<<<<
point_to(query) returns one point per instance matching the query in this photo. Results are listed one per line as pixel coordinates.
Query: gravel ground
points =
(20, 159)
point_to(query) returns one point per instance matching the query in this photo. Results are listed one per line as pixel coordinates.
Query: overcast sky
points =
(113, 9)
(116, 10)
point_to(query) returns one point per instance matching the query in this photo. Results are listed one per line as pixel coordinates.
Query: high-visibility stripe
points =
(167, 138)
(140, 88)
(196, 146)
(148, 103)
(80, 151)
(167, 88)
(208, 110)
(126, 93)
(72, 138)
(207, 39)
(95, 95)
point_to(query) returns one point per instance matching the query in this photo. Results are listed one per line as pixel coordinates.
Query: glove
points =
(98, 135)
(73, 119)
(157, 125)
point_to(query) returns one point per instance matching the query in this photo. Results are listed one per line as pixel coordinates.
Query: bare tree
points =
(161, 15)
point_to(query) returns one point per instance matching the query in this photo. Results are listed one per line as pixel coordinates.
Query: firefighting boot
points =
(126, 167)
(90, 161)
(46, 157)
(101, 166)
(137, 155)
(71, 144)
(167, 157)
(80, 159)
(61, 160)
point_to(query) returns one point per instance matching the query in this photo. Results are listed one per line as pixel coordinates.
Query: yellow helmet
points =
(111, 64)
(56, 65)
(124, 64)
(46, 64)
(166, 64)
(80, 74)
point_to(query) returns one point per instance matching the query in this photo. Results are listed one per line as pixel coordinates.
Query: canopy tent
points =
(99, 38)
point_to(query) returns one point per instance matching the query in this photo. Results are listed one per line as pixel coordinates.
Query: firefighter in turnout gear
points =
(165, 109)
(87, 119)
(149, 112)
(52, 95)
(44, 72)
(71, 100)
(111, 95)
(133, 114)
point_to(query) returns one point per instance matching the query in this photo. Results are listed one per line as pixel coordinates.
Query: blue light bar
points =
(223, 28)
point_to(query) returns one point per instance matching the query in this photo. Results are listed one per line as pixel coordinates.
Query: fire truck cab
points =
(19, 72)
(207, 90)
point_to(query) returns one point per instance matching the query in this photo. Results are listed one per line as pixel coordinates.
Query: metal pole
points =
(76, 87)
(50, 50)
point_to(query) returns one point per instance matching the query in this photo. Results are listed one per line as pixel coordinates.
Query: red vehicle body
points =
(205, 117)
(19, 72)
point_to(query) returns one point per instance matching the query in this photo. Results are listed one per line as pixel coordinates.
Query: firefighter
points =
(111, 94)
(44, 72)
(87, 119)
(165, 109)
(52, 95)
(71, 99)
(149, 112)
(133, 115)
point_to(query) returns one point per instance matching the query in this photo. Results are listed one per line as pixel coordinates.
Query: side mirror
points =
>>>>
Exercise prompt ▸
Write the material out again word for word.

Finished answer ▸
point_to(query) returns one point per instance matching the query in this photo. Results are listed one per line as pixel coordinates.
Query: gravel ground
points =
(20, 159)
point_to(query) returns one point per instance matching the query in this photo. Results are listed one per line as pixel coordinates.
Query: overcast sky
points =
(113, 9)
(116, 10)
point_to(query) returns one point per instance matching the query in this photo. Results are listed one per line as pixel coordinates.
Query: high-visibility stripe
points =
(167, 138)
(140, 88)
(196, 146)
(148, 103)
(80, 151)
(167, 88)
(208, 110)
(126, 93)
(72, 138)
(207, 39)
(95, 95)
point_to(query) returns one point per instance matching the query in this photo. Results are listed one per line as pixel coordinates.
Query: glove
points =
(98, 135)
(73, 119)
(157, 125)
point_to(query) returns one point per instance matching the query in this photo. Results are listed one per line as pixel coordinates.
Query: bare tree
points =
(161, 15)
point_to(query) returns one point per instance matching the query in this photo. Results are listed one per line as pixel coordinates.
Query: firefighting boot
points =
(126, 167)
(90, 161)
(46, 157)
(101, 166)
(137, 155)
(71, 144)
(167, 157)
(80, 159)
(61, 160)
point_to(query) returns one point per instance matching the query in this photo. Results are listed one per line as pixel coordinates.
Query: yellow helmet
points =
(111, 64)
(56, 65)
(124, 64)
(46, 64)
(166, 64)
(80, 74)
point_to(query) returns one point per instance matching the query in this photo. Results are listed one per line as pixel coordinates.
Query: canopy tent
points =
(99, 38)
point_to(query) returns one point per instance matching the query in this photo. Results are listed one per line as pixel coordinates.
Query: firefighter in turnout gear
points =
(165, 109)
(87, 119)
(149, 112)
(52, 95)
(44, 72)
(71, 100)
(111, 95)
(133, 114)
point_to(query) returns one point per instance matching the query in this photo. Results are listed one per line as pixel coordinates.
Query: blue light bar
points =
(223, 28)
point_to(query) returns one point per instance matching the query in this photo. Results are listed one per line as pixel coordinates.
Query: fire truck cab
points =
(19, 72)
(207, 90)
point_to(query) returns one point per instance matching the query in this photo. Results are listed one per line as pixel coordinates.
Query: metal pole
points =
(76, 87)
(50, 50)
point_to(query) returns one point per instance matching the query in this photo. Results are listed one per line as pixel coordinates.
Query: red vehicle body
points =
(205, 117)
(19, 72)
point_to(query) returns one point per instance matching the query in this photo. Results are listed one per line as pixel coordinates.
Query: firefighter
points =
(111, 94)
(44, 72)
(87, 119)
(165, 109)
(52, 95)
(71, 99)
(149, 112)
(133, 115)
point_to(query) returns one point per instance matching the query in this photo. Results are listed one per line as pixel coordinates.
Query: side mirror
points =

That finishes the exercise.